++++ Data records ++++

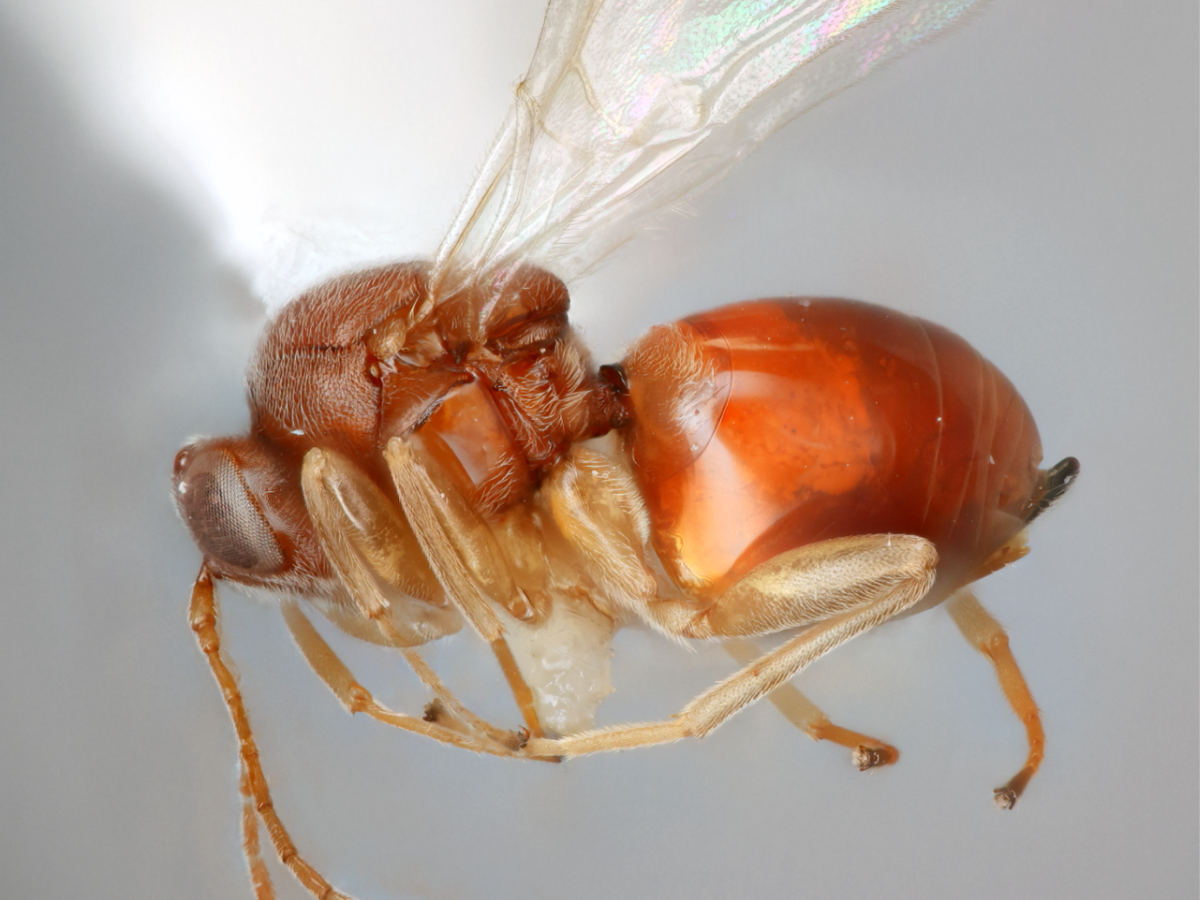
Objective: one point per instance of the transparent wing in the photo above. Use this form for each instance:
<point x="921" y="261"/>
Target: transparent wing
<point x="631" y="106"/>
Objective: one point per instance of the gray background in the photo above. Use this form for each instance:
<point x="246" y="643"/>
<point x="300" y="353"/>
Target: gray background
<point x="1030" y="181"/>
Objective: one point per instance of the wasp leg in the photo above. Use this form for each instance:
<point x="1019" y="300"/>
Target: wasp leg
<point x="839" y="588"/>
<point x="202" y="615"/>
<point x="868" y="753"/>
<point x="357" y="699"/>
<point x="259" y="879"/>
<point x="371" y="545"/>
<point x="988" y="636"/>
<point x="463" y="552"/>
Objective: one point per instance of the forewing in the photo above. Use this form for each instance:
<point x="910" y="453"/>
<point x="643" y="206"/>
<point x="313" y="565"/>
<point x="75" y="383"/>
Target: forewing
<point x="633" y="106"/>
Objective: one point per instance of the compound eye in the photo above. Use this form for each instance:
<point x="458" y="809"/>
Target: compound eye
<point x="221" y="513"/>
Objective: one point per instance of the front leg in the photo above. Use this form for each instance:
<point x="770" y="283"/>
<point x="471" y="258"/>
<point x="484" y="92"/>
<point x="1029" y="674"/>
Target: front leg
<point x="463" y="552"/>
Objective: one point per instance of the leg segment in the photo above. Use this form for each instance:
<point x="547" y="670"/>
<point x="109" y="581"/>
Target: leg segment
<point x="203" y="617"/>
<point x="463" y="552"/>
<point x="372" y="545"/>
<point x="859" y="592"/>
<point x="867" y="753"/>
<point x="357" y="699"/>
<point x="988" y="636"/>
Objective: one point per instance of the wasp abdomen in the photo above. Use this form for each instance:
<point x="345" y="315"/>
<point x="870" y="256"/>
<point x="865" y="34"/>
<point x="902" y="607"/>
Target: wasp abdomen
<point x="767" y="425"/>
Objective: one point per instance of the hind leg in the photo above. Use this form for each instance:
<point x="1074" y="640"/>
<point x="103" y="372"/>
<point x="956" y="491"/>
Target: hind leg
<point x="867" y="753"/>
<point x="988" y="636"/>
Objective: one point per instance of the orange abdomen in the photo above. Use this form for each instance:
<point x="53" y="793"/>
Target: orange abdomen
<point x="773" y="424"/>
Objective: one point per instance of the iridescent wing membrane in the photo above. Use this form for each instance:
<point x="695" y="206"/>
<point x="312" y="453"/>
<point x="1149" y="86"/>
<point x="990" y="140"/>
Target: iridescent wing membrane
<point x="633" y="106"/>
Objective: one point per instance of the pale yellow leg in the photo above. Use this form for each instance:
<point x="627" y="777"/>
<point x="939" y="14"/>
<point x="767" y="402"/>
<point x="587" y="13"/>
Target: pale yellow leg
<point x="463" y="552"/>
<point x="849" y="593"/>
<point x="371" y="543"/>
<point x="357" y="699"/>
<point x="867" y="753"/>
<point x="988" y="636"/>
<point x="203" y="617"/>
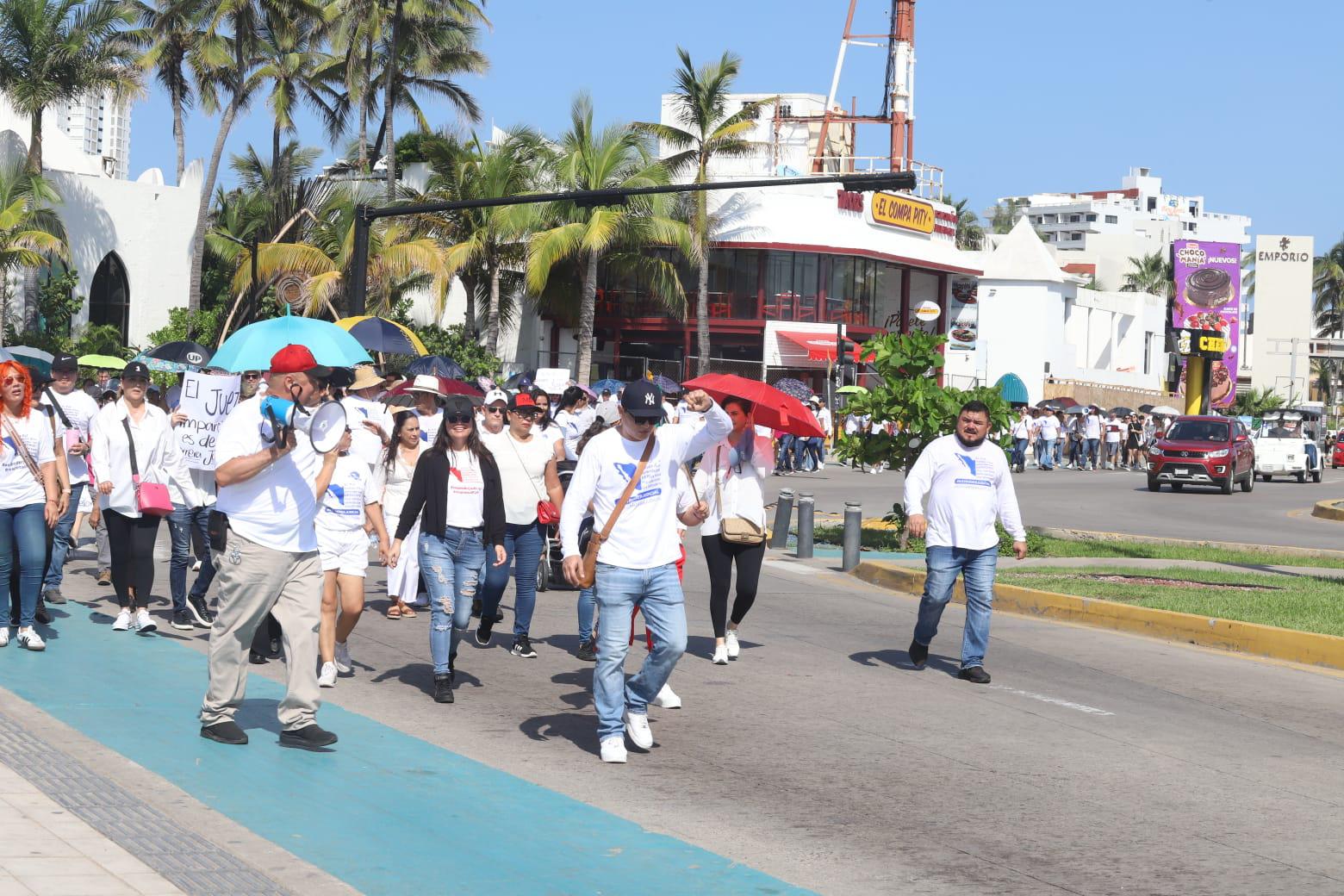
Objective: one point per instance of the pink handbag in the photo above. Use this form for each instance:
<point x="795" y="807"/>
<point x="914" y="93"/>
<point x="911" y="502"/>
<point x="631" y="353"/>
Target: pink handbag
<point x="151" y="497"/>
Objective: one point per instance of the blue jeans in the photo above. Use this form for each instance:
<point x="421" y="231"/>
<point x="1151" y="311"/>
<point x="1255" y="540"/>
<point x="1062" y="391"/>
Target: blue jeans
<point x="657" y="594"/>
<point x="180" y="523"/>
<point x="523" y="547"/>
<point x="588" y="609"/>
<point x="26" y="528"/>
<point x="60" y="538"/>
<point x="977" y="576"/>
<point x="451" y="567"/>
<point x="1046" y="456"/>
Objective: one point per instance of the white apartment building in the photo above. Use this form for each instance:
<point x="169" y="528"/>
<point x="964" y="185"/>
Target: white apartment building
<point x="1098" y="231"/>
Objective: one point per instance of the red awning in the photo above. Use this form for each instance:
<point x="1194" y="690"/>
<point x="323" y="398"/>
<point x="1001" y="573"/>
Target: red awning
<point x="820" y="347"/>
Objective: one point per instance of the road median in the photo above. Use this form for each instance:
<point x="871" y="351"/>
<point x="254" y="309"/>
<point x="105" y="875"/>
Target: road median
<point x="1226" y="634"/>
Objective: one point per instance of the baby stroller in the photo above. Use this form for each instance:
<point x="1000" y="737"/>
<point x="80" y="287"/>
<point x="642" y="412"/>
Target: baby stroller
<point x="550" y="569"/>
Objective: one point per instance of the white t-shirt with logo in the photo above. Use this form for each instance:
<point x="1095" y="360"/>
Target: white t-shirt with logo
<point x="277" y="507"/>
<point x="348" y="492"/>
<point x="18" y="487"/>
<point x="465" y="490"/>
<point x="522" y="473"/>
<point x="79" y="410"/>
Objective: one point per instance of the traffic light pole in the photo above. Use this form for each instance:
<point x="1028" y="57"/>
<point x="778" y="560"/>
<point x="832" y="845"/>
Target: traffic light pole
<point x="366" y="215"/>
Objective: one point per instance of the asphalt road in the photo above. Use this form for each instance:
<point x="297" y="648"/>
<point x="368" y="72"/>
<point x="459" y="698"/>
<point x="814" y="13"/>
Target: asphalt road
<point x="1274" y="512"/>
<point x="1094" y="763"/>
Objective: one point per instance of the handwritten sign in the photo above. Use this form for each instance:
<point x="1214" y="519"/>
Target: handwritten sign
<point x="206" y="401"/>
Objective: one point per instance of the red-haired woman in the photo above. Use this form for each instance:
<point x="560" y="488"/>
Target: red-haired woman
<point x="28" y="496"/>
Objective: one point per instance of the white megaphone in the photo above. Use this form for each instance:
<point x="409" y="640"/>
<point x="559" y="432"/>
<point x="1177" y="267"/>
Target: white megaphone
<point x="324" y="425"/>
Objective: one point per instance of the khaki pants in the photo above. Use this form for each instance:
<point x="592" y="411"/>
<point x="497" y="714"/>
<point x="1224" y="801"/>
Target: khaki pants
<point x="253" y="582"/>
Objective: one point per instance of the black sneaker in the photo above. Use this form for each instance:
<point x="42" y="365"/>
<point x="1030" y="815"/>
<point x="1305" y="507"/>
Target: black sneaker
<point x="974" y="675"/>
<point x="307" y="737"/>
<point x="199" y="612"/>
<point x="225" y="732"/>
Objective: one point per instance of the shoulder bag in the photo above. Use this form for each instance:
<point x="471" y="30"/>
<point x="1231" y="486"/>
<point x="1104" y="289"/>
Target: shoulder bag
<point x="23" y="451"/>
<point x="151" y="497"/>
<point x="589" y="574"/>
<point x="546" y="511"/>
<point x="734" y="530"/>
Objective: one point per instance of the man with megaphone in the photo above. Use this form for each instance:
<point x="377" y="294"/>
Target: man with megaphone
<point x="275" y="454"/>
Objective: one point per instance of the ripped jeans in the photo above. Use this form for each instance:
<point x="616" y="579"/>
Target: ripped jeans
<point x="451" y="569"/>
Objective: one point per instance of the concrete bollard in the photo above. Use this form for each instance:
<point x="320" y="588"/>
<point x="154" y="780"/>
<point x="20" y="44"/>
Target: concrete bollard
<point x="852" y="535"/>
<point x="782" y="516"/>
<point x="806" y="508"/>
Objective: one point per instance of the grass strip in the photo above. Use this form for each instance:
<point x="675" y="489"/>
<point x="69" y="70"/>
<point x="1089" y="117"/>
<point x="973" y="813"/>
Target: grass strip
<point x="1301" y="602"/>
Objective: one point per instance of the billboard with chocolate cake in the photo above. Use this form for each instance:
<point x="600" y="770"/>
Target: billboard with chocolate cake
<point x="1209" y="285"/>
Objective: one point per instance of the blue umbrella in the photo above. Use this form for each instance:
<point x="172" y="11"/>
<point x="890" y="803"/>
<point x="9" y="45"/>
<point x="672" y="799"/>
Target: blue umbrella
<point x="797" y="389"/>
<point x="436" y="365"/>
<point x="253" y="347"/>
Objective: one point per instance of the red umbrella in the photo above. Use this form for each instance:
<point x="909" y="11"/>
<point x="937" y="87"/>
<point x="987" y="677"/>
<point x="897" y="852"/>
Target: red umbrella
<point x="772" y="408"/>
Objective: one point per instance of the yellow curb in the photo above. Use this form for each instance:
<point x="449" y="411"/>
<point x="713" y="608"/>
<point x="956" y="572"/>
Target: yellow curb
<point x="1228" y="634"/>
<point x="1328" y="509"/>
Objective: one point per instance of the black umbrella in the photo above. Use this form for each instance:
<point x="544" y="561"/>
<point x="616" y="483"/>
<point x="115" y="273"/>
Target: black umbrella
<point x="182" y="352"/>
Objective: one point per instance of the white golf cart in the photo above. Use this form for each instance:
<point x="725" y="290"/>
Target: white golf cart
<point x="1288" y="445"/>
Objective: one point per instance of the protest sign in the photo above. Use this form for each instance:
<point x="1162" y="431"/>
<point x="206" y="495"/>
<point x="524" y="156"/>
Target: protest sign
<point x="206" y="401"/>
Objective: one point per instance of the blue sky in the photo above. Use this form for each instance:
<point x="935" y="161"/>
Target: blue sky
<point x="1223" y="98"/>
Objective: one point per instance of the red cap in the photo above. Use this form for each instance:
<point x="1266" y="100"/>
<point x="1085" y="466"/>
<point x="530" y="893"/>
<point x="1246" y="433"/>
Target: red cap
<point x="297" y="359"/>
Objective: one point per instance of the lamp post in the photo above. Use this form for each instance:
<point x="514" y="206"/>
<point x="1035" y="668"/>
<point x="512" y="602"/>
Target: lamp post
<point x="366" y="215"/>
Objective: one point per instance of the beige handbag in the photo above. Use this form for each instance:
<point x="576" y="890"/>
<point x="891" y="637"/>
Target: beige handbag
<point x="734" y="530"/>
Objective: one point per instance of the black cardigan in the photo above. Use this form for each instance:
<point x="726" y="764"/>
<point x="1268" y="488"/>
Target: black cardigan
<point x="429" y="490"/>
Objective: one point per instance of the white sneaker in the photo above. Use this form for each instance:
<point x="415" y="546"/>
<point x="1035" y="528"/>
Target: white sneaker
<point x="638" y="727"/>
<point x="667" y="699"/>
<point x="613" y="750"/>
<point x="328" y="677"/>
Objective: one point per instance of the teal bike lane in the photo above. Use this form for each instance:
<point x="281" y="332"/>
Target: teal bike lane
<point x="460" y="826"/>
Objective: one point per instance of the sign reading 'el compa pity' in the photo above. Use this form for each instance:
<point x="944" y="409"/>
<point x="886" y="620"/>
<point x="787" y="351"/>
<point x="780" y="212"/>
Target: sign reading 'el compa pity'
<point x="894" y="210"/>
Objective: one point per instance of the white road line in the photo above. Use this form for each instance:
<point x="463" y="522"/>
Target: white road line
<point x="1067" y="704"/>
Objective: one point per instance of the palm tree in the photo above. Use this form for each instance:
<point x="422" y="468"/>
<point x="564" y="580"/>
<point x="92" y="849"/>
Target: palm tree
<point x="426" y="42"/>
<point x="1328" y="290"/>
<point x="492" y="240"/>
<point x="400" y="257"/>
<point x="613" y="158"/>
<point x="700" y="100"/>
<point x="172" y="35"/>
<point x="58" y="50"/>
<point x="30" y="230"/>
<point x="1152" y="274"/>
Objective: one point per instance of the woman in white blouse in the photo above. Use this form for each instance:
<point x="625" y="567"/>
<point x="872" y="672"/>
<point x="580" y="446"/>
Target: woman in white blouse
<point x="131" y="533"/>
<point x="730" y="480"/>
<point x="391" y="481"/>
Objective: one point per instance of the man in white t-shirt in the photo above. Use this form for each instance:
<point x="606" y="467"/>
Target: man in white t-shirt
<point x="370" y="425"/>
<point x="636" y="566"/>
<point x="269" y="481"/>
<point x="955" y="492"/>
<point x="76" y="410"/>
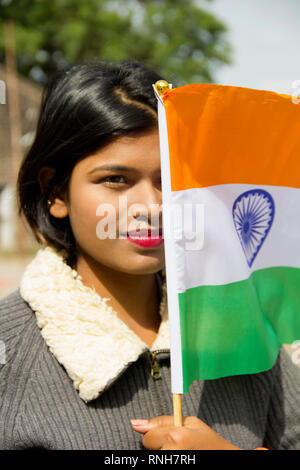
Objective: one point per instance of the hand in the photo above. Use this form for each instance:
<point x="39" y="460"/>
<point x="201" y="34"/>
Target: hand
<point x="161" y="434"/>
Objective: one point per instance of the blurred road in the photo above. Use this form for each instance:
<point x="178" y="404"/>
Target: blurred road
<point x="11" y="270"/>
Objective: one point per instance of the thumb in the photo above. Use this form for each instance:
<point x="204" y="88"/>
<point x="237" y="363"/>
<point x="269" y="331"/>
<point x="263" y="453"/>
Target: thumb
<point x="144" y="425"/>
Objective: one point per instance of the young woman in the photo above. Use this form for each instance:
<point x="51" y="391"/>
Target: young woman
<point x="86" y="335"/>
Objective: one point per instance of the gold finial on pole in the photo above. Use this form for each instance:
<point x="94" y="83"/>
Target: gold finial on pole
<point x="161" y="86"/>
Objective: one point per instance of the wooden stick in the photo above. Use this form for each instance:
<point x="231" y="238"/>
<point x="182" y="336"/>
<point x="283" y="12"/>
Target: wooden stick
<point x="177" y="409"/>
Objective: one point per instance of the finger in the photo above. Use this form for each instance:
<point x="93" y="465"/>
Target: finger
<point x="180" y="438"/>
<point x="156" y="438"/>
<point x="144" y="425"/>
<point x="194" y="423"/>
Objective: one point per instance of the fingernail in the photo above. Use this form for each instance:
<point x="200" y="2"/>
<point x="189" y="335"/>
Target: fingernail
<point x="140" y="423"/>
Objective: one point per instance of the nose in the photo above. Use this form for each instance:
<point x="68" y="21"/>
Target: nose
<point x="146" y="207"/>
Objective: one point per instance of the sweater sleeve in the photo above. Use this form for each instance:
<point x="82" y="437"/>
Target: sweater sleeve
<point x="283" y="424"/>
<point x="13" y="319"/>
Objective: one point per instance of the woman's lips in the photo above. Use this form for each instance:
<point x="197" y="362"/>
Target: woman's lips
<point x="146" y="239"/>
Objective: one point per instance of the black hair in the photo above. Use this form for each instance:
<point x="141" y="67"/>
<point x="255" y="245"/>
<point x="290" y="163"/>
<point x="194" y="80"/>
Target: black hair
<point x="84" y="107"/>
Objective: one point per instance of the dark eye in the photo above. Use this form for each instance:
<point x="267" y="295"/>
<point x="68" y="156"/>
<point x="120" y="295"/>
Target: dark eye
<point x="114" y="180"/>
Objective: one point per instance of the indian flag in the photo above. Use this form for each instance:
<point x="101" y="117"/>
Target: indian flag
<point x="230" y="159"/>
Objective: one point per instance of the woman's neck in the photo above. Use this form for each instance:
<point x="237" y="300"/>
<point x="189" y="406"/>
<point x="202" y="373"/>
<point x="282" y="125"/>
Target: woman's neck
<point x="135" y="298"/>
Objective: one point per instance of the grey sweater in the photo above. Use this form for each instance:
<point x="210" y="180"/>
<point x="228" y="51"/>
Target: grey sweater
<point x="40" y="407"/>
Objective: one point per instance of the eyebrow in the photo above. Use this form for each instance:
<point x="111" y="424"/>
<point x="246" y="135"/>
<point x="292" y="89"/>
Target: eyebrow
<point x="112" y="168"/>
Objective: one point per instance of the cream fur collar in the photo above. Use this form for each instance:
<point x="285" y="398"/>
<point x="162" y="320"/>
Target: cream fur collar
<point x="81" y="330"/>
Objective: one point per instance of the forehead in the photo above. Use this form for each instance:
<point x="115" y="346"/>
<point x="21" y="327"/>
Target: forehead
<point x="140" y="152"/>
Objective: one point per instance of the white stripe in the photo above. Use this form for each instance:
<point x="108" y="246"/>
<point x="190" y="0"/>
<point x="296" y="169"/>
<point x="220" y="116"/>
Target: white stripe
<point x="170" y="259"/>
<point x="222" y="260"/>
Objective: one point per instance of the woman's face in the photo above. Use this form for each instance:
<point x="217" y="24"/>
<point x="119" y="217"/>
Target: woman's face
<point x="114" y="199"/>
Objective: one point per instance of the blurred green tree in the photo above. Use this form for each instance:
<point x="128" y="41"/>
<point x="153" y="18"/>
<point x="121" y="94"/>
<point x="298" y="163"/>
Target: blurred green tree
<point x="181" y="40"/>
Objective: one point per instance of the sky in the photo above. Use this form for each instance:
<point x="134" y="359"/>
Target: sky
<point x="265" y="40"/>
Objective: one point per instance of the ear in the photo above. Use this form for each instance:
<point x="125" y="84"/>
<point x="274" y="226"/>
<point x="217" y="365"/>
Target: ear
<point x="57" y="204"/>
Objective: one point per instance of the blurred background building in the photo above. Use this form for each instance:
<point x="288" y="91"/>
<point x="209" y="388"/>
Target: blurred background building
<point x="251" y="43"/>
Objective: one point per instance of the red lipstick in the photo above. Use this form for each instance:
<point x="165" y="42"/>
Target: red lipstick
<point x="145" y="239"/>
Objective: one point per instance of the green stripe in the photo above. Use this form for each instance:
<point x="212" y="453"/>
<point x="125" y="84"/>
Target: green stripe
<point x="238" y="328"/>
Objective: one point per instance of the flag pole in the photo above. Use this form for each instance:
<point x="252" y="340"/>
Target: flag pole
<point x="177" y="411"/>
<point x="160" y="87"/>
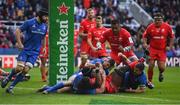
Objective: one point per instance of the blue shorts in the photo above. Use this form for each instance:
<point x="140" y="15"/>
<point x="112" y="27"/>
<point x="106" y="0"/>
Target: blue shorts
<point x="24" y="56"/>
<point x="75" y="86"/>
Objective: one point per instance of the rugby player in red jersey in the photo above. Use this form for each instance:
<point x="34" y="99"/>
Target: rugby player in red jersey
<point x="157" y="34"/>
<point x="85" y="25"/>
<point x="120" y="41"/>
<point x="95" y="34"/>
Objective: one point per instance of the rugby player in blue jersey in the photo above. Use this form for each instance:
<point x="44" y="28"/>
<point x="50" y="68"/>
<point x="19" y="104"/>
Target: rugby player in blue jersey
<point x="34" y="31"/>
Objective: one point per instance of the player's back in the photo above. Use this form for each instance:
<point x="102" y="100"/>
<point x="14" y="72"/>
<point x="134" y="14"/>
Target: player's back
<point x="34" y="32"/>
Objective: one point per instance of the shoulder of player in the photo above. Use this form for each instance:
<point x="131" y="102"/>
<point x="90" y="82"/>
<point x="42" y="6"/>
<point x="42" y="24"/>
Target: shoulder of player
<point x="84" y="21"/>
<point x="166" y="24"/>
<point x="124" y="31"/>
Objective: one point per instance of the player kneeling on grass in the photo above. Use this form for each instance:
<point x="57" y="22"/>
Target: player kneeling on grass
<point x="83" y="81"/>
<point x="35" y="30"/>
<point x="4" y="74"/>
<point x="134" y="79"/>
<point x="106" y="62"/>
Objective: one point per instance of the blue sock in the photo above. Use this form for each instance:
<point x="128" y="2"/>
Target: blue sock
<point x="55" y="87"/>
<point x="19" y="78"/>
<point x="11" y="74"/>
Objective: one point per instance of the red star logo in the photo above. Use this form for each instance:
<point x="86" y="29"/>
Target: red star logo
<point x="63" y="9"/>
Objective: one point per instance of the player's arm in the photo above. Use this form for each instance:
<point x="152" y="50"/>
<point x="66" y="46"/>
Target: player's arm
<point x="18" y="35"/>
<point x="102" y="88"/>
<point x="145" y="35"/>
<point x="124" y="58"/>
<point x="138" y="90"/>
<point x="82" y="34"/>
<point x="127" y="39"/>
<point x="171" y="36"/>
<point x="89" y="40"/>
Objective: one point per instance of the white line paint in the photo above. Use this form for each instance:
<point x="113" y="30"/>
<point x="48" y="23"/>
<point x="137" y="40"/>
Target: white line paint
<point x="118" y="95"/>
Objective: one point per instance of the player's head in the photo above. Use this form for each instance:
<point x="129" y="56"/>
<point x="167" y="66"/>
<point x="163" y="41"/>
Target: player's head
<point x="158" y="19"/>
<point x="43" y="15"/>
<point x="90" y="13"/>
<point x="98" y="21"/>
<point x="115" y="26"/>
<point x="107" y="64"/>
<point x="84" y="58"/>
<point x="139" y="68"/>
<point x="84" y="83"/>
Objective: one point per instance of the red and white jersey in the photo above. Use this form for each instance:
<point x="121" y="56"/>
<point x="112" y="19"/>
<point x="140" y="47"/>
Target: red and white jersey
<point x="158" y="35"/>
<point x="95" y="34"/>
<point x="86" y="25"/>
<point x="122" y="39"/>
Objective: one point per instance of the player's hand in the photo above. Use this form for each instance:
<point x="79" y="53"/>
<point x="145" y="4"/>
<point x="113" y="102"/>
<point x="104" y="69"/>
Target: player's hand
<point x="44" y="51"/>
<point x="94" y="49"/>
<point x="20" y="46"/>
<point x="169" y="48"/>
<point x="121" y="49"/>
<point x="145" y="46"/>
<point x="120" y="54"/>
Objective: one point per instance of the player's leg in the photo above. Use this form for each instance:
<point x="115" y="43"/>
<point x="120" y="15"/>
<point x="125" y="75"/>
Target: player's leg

++++

Problem to work on | Take the lines above from the one containing "Target: rugby player in blue jersey" down to the one containing "Objective: one point per instance of the blue sock", and transcribe them exactly, both ends included.

Reply to the exercise |
Target: rugby player in blue jersey
<point x="34" y="31"/>
Objective: one point per instance of the player's back in the photo above. Use this form for each instance:
<point x="102" y="100"/>
<point x="14" y="72"/>
<point x="134" y="14"/>
Target: player's back
<point x="34" y="32"/>
Objective: one point per instance of the shoulder of player in the photo above. Use this form for each instance:
<point x="131" y="102"/>
<point x="90" y="82"/>
<point x="42" y="6"/>
<point x="42" y="24"/>
Target: shoulder of player
<point x="84" y="21"/>
<point x="166" y="24"/>
<point x="124" y="31"/>
Objective: one point per instance of the player kneeling on grass in the photo above. Use this form for each instance:
<point x="57" y="22"/>
Target: player kneeling on grass
<point x="83" y="81"/>
<point x="35" y="30"/>
<point x="4" y="74"/>
<point x="134" y="79"/>
<point x="106" y="62"/>
Objective: one point per instance of the blue sock in the photo above. Use this form for each instance:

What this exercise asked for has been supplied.